> _Objective_
Report each line below that contains the string "suit", copying every such line in full.

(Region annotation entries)

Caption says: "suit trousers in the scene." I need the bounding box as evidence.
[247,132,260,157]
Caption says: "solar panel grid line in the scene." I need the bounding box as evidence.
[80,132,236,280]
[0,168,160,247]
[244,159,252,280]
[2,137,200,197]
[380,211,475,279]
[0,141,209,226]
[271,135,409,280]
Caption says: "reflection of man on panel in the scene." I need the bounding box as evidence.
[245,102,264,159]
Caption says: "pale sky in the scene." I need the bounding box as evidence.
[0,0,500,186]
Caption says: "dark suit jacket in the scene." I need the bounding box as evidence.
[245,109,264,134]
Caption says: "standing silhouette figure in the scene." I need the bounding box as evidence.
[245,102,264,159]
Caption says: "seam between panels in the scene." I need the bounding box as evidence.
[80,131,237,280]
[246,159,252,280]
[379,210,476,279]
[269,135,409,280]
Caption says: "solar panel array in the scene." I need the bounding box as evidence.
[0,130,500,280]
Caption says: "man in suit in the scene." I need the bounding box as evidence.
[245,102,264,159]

...

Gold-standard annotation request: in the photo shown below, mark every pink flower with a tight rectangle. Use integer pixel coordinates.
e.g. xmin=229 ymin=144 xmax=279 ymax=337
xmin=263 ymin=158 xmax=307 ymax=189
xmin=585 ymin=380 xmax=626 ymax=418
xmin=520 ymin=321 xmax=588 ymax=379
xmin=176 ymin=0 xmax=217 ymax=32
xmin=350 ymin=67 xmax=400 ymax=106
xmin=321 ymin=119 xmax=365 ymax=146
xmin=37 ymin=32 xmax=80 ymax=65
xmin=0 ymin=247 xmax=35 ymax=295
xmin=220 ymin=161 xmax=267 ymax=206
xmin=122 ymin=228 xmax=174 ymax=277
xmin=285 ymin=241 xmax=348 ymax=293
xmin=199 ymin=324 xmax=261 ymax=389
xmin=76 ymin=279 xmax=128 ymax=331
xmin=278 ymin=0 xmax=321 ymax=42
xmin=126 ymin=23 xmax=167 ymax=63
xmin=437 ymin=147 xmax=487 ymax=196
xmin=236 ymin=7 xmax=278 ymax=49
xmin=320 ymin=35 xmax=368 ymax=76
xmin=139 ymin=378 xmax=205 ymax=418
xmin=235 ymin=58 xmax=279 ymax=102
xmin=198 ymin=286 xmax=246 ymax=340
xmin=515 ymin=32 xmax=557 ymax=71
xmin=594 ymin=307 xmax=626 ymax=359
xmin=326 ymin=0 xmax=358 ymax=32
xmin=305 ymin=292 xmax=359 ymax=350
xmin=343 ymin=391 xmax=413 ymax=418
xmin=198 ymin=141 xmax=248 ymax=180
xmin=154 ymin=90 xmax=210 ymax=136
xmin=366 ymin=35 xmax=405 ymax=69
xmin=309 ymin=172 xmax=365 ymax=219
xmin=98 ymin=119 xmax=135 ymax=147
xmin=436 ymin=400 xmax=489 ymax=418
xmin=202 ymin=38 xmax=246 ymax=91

> _Written answer_
Caption says: "suit trousers in the scene." I need the bounding box as evidence.
Caption says: "dark suit jacket in the scene." I need the bounding box as evidence.
Caption says: "man in suit in the scene." I need the bounding box as evidence.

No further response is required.